Project workflow session API¶
These APIs are generic for any cloud as instance ID should be something that can be matched to virtual machines or containers regardless of the cloud underneath.
Get project instances belonging to the current state of maintenance session. the Project-manager receives an AODH event alarm telling about different maintenance states. Event data field length is very limited, so instances cannot be given as a list in the event. Instead, there will be an URL given to below API to get a project-specific list of instances.
Request¶
Name | In | Type | Description |
---|---|---|---|
session_id | path | string | uuid |
project_id | path | string | uuid |
Response codes¶
Code | Reason | ||||||||
---|---|---|---|---|---|---|---|---|---|
200 - OK |
{
"instance_ids": ["109e14d9-6566-42b3-93e4-76605f264d8f",
"71285107-f0fc-4428-a8b2-0b3edd64bcad"]
}
|
Code | Reason |
---|---|
400 - Bad Request |
Some content in the request was invalid. |
422 - Unknown |
The entity of the request is not inline with resource schema |
500 - Internal Server Error |
Something went wrong with the service which prevents it from fulfilling the request. |
Project having instances on top of the infrastructure handled by a maintenance session might need to make own action for its instances on top of a host going into maintenance next, or reply an admin action to be done. This is, as the host can go down or even be removed and the instances should be then running safely somewhere else. Project manager receives an AODH event alarm telling which instances are affected and when the project is ready, it makes its own action or replies back an action which needs the admin privileges.

GIVEN EXERCISE A: Update the records from the line containing "Exercise. Point out the doorway" through the last line of the records, inclusive, changing every "pin" to "marker" and leaving everything else unchanged. Give back only those lines.
The records below have no connection to the project workflow API text.

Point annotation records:
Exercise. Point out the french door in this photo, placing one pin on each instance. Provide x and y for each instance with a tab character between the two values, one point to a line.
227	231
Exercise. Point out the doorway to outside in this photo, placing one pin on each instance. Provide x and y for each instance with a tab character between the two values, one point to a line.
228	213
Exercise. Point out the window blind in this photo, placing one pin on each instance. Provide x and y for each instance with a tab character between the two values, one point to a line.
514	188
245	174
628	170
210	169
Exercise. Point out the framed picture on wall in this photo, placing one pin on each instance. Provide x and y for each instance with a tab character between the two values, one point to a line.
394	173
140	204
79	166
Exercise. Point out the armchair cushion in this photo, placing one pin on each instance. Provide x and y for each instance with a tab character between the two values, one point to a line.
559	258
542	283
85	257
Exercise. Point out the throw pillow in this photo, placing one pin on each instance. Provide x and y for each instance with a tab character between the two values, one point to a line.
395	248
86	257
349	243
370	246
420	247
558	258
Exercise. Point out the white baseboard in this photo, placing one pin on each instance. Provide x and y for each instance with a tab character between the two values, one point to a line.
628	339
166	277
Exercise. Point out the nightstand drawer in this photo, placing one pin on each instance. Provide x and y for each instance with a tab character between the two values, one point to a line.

GIVEN EXERCISE B: Output the project workflow API text again, word for word.

CORRECT RESULT A:
Exercise. Point out the doorway to outside in this photo, placing one marker on each instance. Provide x and y for each instance with a tab character between the two values, one point to a line.
228	213
Exercise. Point out the window blind in this photo, placing one marker on each instance. Provide x and y for each instance with a tab character between the two values, one point to a line.
514	188
245	174
628	170
210	169
Exercise. Point out the framed picture on wall in this photo, placing one marker on each instance. Provide x and y for each instance with a tab character between the two values, one point to a line.
394	173
140	204
79	166
Exercise. Point out the armchair cushion in this photo, placing one marker on each instance. Provide x and y for each instance with a tab character between the two values, one point to a line.
559	258
542	283
85	257
Exercise. Point out the throw pillow in this photo, placing one marker on each instance. Provide x and y for each instance with a tab character between the two values, one point to a line.
395	248
86	257
349	243
370	246
420	247
558	258
Exercise. Point out the white baseboard in this photo, placing one marker on each instance. Provide x and y for each instance with a tab character between the two values, one point to a line.
628	339
166	277
Exercise. Point out the nightstand drawer in this photo, placing one marker on each instance. Provide x and y for each instance with a tab character between the two values, one point to a line.

CORRECT RESULT B:
Project workflow session API¶
These APIs are generic for any cloud as instance ID should be something that can be matched to virtual machines or containers regardless of the cloud underneath.
Get project instances belonging to the current state of maintenance session. the Project-manager receives an AODH event alarm telling about different maintenance states. Event data field length is very limited, so instances cannot be given as a list in the event. Instead, there will be an URL given to below API to get a project-specific list of instances.
Request¶
Name | In | Type | Description |
---|---|---|---|
session_id | path | string | uuid |
project_id | path | string | uuid |
Response codes¶
Code | Reason | ||||||||
---|---|---|---|---|---|---|---|---|---|
200 - OK |
{
"instance_ids": ["109e14d9-6566-42b3-93e4-76605f264d8f",
"71285107-f0fc-4428-a8b2-0b3edd64bcad"]
}
|
Code | Reason |
---|---|
400 - Bad Request |
Some content in the request was invalid. |
422 - Unknown |
The entity of the request is not inline with resource schema |
500 - Internal Server Error |
Something went wrong with the service which prevents it from fulfilling the request. |
Project having instances on top of the infrastructure handled by a maintenance session might need to make own action for its instances on top of a host going into maintenance next, or reply an admin action to be done. This is, as the host can go down or even be removed and the instances should be then running safely somewhere else. Project manager receives an AODH event alarm telling which instances are affected and when the project is ready, it makes its own action or replies back an action which needs the admin privileges.